## Material for this exercise
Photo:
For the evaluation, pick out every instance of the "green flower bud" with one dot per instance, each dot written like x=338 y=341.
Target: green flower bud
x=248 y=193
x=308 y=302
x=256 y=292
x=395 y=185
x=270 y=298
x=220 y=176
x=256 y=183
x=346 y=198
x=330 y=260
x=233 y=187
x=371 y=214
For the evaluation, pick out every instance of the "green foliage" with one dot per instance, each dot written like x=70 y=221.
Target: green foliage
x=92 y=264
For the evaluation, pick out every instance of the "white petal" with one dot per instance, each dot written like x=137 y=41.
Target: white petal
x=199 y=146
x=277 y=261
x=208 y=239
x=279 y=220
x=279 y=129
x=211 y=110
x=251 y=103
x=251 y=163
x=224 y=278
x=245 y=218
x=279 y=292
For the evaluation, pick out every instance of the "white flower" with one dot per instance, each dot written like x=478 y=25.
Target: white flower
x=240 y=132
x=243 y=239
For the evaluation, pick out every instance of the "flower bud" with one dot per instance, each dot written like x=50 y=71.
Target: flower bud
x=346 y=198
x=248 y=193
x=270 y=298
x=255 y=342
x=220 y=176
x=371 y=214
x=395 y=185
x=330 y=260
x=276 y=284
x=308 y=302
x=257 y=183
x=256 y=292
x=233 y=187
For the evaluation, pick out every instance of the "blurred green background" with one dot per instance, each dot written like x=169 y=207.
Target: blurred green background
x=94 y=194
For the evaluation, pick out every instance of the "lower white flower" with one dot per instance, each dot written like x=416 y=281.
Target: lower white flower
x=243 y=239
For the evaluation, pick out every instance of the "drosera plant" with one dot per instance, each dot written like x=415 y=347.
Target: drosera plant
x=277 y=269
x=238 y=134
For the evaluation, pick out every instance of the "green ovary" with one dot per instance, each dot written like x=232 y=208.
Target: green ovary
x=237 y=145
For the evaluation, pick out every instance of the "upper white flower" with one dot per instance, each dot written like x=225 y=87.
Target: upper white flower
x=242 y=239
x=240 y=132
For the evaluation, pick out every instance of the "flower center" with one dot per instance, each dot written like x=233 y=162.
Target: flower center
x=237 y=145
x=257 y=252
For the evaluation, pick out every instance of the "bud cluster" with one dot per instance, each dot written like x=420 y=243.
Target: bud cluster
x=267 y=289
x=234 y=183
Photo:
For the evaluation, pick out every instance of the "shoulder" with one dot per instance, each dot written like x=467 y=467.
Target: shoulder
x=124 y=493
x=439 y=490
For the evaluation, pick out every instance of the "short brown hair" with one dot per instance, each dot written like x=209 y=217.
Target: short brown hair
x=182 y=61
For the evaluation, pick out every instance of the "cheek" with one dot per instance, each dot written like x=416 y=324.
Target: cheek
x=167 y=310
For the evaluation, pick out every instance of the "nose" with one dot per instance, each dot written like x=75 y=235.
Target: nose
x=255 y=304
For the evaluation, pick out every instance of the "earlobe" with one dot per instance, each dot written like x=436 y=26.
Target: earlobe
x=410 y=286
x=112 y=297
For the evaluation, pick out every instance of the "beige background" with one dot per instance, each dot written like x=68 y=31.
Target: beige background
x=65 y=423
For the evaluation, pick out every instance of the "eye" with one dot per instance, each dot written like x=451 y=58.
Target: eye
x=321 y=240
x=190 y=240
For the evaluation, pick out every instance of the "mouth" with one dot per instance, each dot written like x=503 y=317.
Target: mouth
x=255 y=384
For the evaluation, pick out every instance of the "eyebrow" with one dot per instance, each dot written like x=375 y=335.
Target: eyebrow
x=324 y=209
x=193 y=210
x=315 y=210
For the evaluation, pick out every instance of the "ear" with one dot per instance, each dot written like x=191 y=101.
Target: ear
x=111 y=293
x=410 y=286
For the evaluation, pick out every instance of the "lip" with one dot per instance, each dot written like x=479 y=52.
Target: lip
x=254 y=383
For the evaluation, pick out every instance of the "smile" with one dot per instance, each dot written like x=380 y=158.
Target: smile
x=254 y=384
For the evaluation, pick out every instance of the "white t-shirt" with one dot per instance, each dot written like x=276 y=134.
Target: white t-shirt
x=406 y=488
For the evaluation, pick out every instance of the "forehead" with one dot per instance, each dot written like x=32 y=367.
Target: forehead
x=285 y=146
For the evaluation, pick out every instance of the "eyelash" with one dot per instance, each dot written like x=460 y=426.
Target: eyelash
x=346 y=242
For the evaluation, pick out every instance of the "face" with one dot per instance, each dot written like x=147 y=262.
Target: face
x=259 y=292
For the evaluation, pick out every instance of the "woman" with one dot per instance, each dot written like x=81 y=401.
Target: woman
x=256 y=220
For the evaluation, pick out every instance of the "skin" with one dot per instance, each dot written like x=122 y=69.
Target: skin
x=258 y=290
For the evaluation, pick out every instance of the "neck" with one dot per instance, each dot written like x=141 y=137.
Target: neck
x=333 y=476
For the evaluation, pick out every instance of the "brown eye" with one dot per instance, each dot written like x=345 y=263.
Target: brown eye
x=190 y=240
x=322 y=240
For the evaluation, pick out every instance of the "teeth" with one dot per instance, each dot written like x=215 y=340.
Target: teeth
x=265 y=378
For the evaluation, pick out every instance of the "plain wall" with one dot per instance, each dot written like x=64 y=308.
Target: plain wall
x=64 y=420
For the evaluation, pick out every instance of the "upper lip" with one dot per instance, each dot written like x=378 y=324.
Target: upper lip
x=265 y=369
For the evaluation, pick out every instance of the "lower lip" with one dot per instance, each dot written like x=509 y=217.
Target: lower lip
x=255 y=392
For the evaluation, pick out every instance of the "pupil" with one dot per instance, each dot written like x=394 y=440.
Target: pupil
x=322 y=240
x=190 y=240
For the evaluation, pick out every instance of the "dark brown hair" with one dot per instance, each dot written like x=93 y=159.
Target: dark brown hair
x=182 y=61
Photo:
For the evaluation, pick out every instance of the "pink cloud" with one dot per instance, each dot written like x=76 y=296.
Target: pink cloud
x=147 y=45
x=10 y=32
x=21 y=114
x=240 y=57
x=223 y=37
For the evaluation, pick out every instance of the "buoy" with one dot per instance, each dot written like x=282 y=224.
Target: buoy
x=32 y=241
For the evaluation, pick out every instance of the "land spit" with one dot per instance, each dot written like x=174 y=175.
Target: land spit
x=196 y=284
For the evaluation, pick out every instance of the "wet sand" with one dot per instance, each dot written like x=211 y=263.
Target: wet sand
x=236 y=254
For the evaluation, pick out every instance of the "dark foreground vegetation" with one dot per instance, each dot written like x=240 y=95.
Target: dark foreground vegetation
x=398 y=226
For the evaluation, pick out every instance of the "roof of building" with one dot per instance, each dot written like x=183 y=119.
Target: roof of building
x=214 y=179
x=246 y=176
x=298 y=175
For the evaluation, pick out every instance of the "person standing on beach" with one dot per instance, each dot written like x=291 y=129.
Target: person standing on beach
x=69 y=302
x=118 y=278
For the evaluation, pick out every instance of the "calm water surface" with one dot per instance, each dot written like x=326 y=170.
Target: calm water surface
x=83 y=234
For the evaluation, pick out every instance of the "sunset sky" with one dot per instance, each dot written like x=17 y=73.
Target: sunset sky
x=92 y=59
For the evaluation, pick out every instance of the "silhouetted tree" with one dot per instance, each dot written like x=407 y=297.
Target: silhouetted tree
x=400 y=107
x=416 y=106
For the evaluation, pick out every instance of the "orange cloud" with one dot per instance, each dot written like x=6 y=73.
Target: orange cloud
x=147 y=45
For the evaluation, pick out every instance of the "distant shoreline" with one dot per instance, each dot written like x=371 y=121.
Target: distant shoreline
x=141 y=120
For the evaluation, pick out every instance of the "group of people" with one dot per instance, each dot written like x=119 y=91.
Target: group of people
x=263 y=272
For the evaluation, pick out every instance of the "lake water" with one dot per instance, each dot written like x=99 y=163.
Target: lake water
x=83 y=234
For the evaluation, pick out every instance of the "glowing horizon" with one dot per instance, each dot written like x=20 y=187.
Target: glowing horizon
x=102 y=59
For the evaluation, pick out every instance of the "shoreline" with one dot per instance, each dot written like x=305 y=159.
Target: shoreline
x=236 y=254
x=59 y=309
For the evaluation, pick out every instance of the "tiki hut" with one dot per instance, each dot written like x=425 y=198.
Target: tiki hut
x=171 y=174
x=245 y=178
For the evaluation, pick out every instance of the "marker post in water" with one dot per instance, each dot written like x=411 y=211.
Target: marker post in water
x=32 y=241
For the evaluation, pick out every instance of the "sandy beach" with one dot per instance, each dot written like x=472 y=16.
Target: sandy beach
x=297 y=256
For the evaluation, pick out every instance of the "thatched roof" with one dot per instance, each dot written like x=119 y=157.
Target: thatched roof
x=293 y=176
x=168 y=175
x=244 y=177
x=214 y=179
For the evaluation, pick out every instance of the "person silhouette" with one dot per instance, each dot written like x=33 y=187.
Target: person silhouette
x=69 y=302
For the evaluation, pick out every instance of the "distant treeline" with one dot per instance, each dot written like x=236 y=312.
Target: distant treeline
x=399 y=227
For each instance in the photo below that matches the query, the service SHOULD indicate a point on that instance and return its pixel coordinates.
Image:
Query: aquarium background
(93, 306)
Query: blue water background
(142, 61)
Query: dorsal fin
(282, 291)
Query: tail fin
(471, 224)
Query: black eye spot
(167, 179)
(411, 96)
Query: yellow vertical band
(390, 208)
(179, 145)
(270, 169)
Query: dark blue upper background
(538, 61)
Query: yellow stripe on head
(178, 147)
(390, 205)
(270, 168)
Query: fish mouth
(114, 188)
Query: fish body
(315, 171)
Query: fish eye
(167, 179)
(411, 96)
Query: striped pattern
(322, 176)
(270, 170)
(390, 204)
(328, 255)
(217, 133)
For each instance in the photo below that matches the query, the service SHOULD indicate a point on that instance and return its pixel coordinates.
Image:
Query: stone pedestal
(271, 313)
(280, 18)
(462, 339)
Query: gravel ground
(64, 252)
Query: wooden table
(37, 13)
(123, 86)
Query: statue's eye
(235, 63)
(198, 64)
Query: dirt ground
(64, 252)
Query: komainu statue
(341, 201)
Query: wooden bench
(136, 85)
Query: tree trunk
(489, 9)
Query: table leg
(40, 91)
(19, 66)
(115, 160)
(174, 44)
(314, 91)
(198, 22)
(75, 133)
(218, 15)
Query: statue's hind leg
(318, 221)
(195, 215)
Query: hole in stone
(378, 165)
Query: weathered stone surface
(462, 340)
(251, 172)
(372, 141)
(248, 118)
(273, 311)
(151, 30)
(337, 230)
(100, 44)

## Work to be completed
Render the items from the line with "like x=394 y=440." through the line with "x=118 y=278", both included, as a Markdown table with the columns Row and Line. Give each line its own numbered row and leave out any blank lines.

## Result below
| Row | Line |
|---|---|
| 1 | For the evaluation, pick out every instance of the "pupil" with one dot per instance, each dot written like x=394 y=440. |
| 2 | Target: pupil |
| 3 | x=322 y=240 |
| 4 | x=190 y=240 |
| 5 | For the evaluation, pick out every instance of the "dark brown hair" with one dot per instance, each dot written like x=93 y=159. |
| 6 | Target: dark brown hair |
| 7 | x=182 y=61 |
| 8 | Photo: |
| 9 | For the evaluation, pick out every instance of the "pink cloud" with one dot per instance, each dot written like x=76 y=296. |
| 10 | Target: pink cloud |
| 11 | x=147 y=45 |
| 12 | x=10 y=32 |
| 13 | x=21 y=114 |
| 14 | x=240 y=57 |
| 15 | x=223 y=37 |
| 16 | For the evaluation, pick out every instance of the "buoy" with one dot per instance, each dot written like x=282 y=224. |
| 17 | Target: buoy |
| 18 | x=32 y=241 |
| 19 | For the evaluation, pick out every instance of the "land spit" with one dot per instance, each dot written like x=174 y=175. |
| 20 | Target: land spit |
| 21 | x=196 y=284 |
| 22 | For the evaluation, pick out every instance of the "wet sand" with one dot per instance, each dot written like x=211 y=263. |
| 23 | Target: wet sand |
| 24 | x=236 y=254 |
| 25 | For the evaluation, pick out every instance of the "dark foreground vegetation" with one dot per instance, each dot written like x=240 y=95. |
| 26 | Target: dark foreground vegetation |
| 27 | x=398 y=226 |
| 28 | For the evaluation, pick out every instance of the "roof of building" with one dot per instance, each dot written like x=183 y=119. |
| 29 | Target: roof of building |
| 30 | x=214 y=179 |
| 31 | x=246 y=176 |
| 32 | x=298 y=175 |
| 33 | For the evaluation, pick out every instance of the "person standing on beach" with one dot per instance, each dot written like x=291 y=129. |
| 34 | Target: person standing on beach |
| 35 | x=69 y=302 |
| 36 | x=118 y=278 |